>> Start

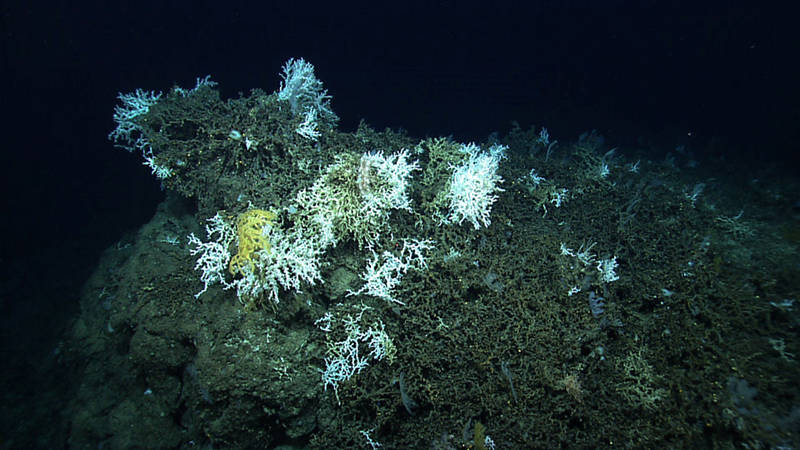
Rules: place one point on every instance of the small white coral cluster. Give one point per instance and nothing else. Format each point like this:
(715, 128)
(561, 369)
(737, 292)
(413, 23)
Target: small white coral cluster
(474, 184)
(349, 356)
(306, 97)
(213, 256)
(385, 271)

>> End

▶ [Instructions for the task]: Render the data above as a JSON list of strings with one string per line, omitting blank lines and leaving out the pictures.

▶ [Solved exercise]:
[
  "Rules: place one point on every instance of the small white coral cluster. Give one point per instance and nothing else. Format each point like this:",
  "(715, 128)",
  "(561, 369)",
  "(737, 292)",
  "(413, 23)",
  "Target: small white coral cluster",
  "(474, 184)",
  "(349, 356)",
  "(306, 97)",
  "(213, 256)",
  "(385, 271)"
]